* **What the exercise asks**: Every record here should be printed again exactly.

* **Available data**:
⟨

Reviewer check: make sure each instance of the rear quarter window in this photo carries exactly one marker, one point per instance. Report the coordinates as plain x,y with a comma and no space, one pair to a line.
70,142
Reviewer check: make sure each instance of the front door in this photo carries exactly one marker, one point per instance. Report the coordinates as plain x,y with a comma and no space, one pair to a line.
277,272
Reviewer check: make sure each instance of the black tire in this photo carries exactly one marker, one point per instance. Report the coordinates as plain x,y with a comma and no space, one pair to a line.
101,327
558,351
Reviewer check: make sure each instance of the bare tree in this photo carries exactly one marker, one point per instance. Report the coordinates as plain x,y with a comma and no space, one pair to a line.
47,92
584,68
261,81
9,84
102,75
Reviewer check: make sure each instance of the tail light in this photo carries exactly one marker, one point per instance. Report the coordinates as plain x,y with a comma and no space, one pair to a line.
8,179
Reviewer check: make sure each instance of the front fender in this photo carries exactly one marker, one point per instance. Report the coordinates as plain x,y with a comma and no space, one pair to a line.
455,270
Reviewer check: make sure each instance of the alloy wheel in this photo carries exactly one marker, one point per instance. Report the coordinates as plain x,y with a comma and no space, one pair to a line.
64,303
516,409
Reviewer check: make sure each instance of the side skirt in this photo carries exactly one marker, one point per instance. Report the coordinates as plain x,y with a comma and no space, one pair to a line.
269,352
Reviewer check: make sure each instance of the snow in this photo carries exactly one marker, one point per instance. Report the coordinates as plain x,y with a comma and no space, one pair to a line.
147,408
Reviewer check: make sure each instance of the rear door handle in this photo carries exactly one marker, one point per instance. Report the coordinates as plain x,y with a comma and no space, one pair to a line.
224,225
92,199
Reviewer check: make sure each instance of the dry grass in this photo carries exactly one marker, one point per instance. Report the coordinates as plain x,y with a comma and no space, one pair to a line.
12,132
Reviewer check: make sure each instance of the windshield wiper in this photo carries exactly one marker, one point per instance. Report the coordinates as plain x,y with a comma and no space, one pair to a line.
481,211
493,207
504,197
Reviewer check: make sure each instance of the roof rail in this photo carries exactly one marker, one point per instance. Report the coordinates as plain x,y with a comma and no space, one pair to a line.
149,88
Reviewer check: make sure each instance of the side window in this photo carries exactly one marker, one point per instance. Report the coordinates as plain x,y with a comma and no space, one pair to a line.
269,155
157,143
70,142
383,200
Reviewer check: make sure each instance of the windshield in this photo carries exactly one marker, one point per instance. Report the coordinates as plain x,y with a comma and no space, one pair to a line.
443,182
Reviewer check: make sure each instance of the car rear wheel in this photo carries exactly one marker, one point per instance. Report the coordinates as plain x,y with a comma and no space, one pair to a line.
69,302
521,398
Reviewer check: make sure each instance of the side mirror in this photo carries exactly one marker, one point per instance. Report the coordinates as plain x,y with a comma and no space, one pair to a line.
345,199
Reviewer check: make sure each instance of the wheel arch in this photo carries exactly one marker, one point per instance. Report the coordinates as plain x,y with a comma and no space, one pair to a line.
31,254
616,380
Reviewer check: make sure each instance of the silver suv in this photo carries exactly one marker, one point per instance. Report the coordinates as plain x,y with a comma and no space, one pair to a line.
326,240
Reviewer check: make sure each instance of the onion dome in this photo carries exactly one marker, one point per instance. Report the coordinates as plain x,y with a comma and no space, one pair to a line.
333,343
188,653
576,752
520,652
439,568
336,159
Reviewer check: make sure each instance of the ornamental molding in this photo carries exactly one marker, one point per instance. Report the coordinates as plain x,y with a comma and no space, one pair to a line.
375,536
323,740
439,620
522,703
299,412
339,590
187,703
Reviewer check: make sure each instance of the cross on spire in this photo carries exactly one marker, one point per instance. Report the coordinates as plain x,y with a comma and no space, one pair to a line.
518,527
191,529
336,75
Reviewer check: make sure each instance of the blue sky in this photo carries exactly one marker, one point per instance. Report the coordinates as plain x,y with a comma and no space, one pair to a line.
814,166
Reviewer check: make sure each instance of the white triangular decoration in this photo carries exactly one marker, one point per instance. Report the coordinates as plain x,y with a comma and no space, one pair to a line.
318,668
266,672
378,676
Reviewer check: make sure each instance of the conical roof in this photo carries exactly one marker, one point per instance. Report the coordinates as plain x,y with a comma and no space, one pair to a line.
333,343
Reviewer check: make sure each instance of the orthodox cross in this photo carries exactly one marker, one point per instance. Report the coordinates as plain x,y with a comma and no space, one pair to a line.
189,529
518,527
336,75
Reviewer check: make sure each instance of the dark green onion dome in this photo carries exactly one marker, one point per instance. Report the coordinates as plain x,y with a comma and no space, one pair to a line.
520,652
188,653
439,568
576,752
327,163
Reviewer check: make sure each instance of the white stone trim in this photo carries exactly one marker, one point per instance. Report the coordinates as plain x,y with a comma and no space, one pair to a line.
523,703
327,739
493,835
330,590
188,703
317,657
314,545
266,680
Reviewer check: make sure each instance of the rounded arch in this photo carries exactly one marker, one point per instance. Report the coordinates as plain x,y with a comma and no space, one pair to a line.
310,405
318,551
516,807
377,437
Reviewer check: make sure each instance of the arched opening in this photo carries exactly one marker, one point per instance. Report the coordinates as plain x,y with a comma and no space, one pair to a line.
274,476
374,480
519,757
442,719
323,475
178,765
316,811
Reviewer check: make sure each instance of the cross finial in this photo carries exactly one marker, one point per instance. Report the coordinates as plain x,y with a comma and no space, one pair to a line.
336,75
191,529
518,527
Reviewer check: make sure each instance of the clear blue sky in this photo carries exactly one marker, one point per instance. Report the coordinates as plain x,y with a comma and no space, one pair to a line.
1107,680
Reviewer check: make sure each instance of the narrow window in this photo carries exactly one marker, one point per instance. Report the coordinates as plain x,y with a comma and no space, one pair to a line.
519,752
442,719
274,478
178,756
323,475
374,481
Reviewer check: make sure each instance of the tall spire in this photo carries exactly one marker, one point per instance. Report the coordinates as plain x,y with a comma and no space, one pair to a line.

⟩

* **Answer to this problem**:
Reviewer check: make sure each instance of the rear quarter window in this photo carries exactly one marker, one point per instance. Report the coordinates as plain x,y with a comma and no space, one pair to a line.
70,142
Reviewer check: make sure each instance of the front door in this photo carries exactly one marker, one point per instance. Report the coordinates as plain x,y with a comma and no space, one pair to a line.
277,272
Reviewer check: make sure each instance of the black tire in this photo carries exactly one marker, one point per instance. Report the coordinates as plain x,y with a comma and no space, one pair to a line.
101,327
558,351
Reviewer check: make sure each instance of the bare tree in this photo carries exactly one marker, one point per instance. Report the coordinates as plain x,y with a comma and no space, one pair to a line.
47,92
584,68
261,81
9,84
102,75
Reviewer check: make sure each instance of the tail light in this photo carries exactly one marker, one point per instance. Report the coordinates as plain x,y with a comma and no space, one pair to a line.
8,179
Reviewer check: make sure each instance of the front fender in this photo carries exactly one marker, one point per instance. Report the coordinates as plain x,y with a comma and no space, one pair to a line.
455,270
Reviewer check: make sure each instance of the alloy wheel in this photo carries exactly one marker, one point per instance. Report the coordinates as plain x,y with a comma and no space, one pair to a line.
64,303
516,409
Reviewer check: make sure each instance of the side skirt in this photo carries exactly one marker, one point per instance. Report the coordinates as plain x,y with a comma and no space, one pair to a line.
269,352
Reviewer check: make sure each instance of the snow in this photo carries exactly one marker, one point per instance. Report the coordinates as plain x,y with a comma and no space, one pair to a line.
147,408
Reviewer check: make sure each instance of the rear door handle in this photo carries exactly one marker, one point per instance. Report the coordinates as plain x,y with a comma and no space, one pair to a line.
224,225
92,199
Reviewer check: make sure each instance of the dry grass in this photo carries exactly one marker, one point per instance. Report the coordinates as plain x,y with a comma and no space, one pair to a line.
12,132
Reviewer check: make sure each instance of the windshield wiper in this photo carries exactly one marker, one point per instance. Report the coordinates as plain x,y with a comma and no space, one pair to a line.
481,211
493,207
504,197
Reviewer check: make sure each instance of the roof rail in this photo carries exactly one marker, one point per instance. Report the coordinates as plain x,y with a comma and no space, one pair to a line.
149,88
Reviewer check: make sure each instance of the side window in this photo carries exactly one marker, one point per instance. Report the coordinates as plain x,y with a comma and no space, one pair to a line.
269,155
157,143
70,142
383,200
Reviewer check: make sure each instance of the windshield in this photo carries exactly one marker, one point per instance. Report the coordinates as plain x,y with a comma and no space, one pair to a line.
443,182
Reviewer check: make sure each instance of the car rear wheel in this photo carries exactly one marker, one point per instance. Report the coordinates as plain x,y with a comma and no space, one pair to a line.
69,302
521,398
Reviewer check: make sure each instance of the side mirror in this photo carries exactly one marker, one point per instance. Report the coordinates as plain x,y with a comma and no space, one pair to a line.
345,199
Reviewer check: make sure each instance of the wheel arch in this photo carries exactly one marker, one point per instance. Report the coordinates as plain x,y with a comma and no space, one pair to a line.
31,254
616,380
Reviewer check: make sure each instance of the silver suv in this photo carries exactly one marker, one point per instance. Report the coordinates as plain x,y with a comma and no space, one pair to a line.
326,240
Reviewer check: make sure each instance of the onion dome in this photo carries exactly one marker, one point per instance. Report the coordinates as plain x,y with a comma and no space, one pair to a line.
333,343
188,653
576,752
520,652
439,568
336,159
Reviewer check: make sure each instance of the ornamental molding in this photo carries exactly one marker, one point per instance. Report the coordinates as plain x,y with a comma and no space, one pair to a line.
375,536
323,740
439,620
522,703
299,412
339,590
187,703
Reviewer check: make sure each instance of the cross on spire in this photo carries exactly one marker, one point per instance. Report the coordinates as plain x,y with a comma and no space, one pair to a line.
518,527
191,529
336,75
Reviewer check: make sure each instance of the blue sky in this photo carries exactly one marker, one point per instance. Report the coordinates as plain x,y with a comma and no space, one pair to a line.
814,166
Reviewer check: make sure each instance of the white triangular decoration in this photo carries exactly one marker, one point per instance. Report the coordinates as plain x,y with a comma and no space, one pair to a line.
318,668
266,672
378,676
Reviewer check: make sure each instance of the conical roof in this photo carries exactly one marker, one point per instance. Report the coordinates as plain x,y with a comma and no space, one pair to a line.
333,343
Reviewer check: make sure each instance of the orthodox cross in this photo carries exactly one marker, one point per instance. Report the coordinates as plain x,y with a comma and no space, one pair to a line.
189,529
518,527
336,75
Reviewer check: make sure each instance of the dark green onion dome in this photo carries exactly one marker, one point per instance. Report the coordinates as plain x,y with a comma and no space, one pair to a line.
520,652
188,653
439,568
576,752
327,163
Reviewer check: make sure each instance of the white stone trim in this photo carries exactly one marker, one point per instance. Report the coordinates as plain x,y with a comma and no space, one pair to a line.
523,703
327,739
493,835
330,590
188,703
317,657
314,545
266,680
Reviewer check: make sure each instance of the rounded arch in this photo carries exactly one marker, one point per instance. Report the coordinates as plain x,y with a comma and no space, one pair to a line.
310,405
318,551
516,807
377,437
Reviewer check: make sure each instance of the arched opening in this photo carries exactly one marker, one point per instance. Report the coordinates as plain x,y with a comma and no space, one pair to a line.
274,476
374,480
519,757
442,719
323,475
178,765
316,811
Reviewer check: make sure each instance of the cross finial in this photo carries exactly one marker, one point per instance. Report the coordinates as plain x,y with a comma and no space, one pair to a line.
336,75
191,529
518,527
Reviewer check: make sure each instance of the clear blue sky in this photo carries exactly one marker, one point per instance. Report the coordinates as plain x,y with a comma and no space, one pair to a line.
1107,680
Reviewer check: make sure each instance of the narrow window in this photo carries exactly one marker, one point per instance. Report the coordinates as plain x,y with a comma and no space, one pair to a line.
519,752
442,719
274,478
178,756
323,475
374,481
Reviewer check: make sure each instance of the tall spire in this photo carries exactly one marker, one point per instance. Report the coordinates as plain x,y with a comma and no space, one pair to a line.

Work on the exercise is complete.